▶ [Passage to read]:
══════

The soundtrack was officially announced on April 6, 2022, with the first track "Storm at Sea / Yggdrasill" being released online on that date. On April 15, 2022, Back Lot Music released the soundtrack online in digital formats. The album was further released in CD, vinyl and cassettes, by Sacred Bones Records and Waxwork Records on July 1, 2022. The vinyl edition consisted of a 140 gram gatefold packing, with each variant coming with an exclusive center label based on Viking shield, and a poster that includes Nordic-inspired statue from the film set.

══════

▶ [Exercise data]:

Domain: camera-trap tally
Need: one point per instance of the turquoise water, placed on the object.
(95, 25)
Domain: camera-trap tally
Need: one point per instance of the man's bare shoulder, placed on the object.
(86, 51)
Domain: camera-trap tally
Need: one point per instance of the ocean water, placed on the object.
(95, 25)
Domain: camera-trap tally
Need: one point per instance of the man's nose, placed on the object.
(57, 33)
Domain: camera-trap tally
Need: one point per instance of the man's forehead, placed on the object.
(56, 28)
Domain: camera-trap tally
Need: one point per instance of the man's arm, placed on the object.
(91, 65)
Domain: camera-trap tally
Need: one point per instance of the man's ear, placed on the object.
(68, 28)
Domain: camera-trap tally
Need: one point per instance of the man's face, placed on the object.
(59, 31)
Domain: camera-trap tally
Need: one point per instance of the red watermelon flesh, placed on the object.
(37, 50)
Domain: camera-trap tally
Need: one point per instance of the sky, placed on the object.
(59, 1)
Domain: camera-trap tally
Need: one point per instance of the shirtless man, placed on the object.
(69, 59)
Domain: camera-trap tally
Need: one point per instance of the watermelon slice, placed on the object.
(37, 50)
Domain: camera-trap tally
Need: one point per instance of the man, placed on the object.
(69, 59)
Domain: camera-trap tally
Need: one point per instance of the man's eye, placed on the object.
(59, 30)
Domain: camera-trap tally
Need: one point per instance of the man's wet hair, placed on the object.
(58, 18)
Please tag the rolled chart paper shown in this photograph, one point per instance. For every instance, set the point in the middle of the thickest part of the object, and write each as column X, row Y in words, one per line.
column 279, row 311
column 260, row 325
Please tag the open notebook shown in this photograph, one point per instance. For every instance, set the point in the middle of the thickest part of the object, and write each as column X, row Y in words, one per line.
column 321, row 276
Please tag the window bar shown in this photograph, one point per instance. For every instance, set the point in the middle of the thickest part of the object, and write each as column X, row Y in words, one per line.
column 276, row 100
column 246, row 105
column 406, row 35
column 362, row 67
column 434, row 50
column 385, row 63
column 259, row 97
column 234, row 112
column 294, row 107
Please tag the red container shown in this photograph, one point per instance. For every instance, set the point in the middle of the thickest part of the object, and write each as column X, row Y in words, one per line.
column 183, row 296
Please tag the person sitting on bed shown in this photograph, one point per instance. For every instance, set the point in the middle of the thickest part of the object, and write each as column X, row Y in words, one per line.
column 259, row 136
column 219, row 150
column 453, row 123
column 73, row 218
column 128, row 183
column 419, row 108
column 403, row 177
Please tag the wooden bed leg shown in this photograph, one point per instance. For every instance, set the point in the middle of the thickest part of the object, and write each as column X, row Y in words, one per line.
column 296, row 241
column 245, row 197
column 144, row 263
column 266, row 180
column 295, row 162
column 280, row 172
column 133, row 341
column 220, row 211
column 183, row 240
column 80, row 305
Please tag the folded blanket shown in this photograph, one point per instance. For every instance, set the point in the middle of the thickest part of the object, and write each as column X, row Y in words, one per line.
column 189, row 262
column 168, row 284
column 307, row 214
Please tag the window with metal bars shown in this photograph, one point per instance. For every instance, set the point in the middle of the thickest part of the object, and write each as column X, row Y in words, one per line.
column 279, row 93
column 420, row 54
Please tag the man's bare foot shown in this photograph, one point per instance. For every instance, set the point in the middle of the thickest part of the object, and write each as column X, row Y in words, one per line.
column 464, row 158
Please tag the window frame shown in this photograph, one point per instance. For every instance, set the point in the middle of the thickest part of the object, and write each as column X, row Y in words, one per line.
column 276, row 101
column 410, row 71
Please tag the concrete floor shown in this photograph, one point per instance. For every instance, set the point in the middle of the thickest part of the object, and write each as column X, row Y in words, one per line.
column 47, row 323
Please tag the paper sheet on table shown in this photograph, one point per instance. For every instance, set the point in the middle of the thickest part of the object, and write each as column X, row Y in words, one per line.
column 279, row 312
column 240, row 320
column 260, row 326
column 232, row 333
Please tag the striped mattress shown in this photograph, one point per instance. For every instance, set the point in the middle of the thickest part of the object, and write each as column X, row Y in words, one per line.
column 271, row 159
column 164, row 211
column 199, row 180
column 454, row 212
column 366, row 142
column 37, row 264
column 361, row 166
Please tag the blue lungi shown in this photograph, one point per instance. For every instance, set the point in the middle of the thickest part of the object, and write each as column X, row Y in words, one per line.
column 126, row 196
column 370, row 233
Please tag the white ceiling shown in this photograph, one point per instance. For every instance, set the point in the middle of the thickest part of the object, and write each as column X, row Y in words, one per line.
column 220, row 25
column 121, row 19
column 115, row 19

══════

▶ [Exercise requirements]:
1. In the soundtrack passage, on what date did Back Lot Music release the soundtrack online in digital formats?
2. Write out the part of the soundtrack passage that starts at the words "The soundtrack was" and stops after the words "the film set.", keeping every word and mark the same.
3. Which record labels does the soundtrack passage name? List every one.

▶ [Answers to the problems]:
1. April 15, 2022

2.
The soundtrack was officially announced on April 6, 2022, with the first track "Storm at Sea / Yggdrasill" being released online on that date. On April 15, 2022, Back Lot Music released the soundtrack online in digital formats. The album was further released in CD, vinyl and cassettes, by Sacred Bones Records and Waxwork Records on July 1, 2022. The vinyl edition consisted of a 140 gram gatefold packing, with each variant coming with an exclusive center label based on Viking shield, and a poster that includes Nordic-inspired statue from the film set.

3. Back Lot Music, Sacred Bones Records, Waxwork Records